Short task
Pull out every line of the rows below that contains the word "beige", and copy each one in full. Case counts.

Location identification rows:
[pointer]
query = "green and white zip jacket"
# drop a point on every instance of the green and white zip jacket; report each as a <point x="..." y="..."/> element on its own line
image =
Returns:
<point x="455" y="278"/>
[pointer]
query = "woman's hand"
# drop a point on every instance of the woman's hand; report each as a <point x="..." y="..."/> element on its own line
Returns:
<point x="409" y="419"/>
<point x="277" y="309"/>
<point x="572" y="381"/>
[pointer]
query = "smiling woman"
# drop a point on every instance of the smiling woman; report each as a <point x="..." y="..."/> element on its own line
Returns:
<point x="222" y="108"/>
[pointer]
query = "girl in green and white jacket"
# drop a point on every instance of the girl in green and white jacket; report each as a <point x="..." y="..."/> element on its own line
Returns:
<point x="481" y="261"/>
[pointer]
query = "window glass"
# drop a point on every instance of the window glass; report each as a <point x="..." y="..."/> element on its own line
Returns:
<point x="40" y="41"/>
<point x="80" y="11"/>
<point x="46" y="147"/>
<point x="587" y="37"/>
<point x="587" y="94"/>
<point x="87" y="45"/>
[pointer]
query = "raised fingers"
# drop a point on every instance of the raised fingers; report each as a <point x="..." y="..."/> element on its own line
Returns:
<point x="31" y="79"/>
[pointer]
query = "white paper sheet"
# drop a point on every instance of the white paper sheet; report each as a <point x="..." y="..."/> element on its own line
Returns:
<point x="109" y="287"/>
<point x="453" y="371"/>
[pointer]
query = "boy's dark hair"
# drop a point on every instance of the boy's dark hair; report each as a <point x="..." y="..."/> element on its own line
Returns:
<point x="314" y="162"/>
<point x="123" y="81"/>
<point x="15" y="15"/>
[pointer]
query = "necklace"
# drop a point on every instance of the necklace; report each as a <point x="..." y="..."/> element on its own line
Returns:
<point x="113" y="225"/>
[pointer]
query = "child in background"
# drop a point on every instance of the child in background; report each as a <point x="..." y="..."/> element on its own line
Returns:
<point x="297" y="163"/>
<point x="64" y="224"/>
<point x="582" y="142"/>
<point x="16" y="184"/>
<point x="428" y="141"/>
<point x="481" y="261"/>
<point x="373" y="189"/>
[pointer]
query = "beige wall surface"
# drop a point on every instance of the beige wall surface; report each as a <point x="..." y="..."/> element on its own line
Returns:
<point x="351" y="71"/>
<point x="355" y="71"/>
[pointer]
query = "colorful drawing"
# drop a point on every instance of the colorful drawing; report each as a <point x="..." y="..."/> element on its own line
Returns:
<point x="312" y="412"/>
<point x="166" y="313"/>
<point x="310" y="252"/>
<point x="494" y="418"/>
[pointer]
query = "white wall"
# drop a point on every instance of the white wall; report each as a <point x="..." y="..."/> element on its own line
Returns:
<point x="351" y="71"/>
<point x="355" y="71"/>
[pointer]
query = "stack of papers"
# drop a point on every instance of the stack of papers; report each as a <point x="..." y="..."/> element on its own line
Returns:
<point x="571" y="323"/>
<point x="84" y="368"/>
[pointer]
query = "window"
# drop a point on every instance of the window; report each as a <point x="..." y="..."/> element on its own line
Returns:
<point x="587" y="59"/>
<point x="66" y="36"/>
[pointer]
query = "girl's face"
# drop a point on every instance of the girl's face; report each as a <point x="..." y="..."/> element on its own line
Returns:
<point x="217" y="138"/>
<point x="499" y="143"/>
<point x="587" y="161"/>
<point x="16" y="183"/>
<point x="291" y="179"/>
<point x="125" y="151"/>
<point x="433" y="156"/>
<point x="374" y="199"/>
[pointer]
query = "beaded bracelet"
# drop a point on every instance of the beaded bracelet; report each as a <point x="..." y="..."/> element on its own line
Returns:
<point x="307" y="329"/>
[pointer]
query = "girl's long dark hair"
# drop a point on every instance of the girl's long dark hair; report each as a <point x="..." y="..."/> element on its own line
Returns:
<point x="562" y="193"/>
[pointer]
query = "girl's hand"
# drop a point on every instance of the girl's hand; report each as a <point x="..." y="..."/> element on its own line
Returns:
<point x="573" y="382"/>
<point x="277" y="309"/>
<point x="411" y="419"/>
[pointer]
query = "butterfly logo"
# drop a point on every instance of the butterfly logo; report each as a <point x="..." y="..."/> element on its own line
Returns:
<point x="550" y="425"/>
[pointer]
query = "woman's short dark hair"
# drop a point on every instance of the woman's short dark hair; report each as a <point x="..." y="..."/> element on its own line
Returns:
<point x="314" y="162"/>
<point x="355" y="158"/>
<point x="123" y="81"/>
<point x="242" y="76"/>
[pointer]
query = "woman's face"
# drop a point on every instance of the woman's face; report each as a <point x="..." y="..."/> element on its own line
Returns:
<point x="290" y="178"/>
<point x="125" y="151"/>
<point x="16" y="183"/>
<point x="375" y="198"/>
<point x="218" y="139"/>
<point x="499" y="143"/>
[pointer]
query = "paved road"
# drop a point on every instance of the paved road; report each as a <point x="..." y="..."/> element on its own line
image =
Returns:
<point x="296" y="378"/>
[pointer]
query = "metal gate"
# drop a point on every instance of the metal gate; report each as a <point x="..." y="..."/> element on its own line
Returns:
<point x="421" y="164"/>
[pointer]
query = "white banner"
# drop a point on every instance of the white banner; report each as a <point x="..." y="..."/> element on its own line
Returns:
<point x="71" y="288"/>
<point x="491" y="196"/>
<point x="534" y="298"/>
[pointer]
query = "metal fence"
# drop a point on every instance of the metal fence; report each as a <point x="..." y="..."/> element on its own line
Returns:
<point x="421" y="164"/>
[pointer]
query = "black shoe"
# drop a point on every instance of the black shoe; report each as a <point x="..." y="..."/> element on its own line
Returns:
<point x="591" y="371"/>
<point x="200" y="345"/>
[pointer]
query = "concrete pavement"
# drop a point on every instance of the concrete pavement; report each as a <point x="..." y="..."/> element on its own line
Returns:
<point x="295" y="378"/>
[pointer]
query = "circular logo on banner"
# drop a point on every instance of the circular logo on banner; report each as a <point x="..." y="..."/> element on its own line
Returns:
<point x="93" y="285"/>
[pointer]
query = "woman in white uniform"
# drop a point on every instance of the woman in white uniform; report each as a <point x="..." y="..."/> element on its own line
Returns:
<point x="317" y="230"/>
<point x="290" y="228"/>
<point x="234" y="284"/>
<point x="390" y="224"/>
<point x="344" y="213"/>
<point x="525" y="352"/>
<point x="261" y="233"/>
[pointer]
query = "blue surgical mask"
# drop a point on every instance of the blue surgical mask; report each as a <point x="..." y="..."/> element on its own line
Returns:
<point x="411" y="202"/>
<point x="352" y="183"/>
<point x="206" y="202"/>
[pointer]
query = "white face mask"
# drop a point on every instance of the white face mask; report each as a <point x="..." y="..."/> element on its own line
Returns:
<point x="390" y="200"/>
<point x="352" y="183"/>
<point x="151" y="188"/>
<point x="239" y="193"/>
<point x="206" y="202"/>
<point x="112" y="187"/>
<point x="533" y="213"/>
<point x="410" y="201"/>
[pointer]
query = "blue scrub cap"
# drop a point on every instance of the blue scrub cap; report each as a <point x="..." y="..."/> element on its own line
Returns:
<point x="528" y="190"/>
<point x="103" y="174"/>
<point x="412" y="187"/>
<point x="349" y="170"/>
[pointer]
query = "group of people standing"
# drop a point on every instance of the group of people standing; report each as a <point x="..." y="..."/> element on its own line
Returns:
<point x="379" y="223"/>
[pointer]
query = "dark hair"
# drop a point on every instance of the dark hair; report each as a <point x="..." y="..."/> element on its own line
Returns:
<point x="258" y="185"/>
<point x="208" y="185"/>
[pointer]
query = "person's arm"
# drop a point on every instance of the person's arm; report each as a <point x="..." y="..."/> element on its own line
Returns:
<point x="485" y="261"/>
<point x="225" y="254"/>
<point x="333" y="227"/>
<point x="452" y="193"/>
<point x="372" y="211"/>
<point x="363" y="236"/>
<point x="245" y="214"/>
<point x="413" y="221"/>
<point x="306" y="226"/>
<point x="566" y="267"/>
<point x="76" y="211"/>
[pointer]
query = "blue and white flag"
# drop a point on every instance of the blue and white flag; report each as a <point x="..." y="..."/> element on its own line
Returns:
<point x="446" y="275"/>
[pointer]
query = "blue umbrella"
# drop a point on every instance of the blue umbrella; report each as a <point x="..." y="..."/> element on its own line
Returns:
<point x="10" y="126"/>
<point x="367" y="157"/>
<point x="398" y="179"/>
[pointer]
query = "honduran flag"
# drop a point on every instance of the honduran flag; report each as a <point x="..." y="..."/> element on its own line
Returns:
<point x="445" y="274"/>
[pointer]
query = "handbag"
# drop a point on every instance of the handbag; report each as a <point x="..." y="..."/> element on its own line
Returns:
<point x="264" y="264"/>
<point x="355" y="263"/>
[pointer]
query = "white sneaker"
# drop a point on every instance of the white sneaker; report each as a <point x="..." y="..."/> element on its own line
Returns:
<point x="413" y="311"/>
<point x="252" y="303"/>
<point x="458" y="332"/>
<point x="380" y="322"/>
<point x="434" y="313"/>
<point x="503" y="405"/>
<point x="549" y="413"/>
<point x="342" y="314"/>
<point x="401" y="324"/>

Answer
query = "beige wall surface"
# drop a point on every instance of the beige wall surface; report each as a <point x="..." y="..."/> element on its own line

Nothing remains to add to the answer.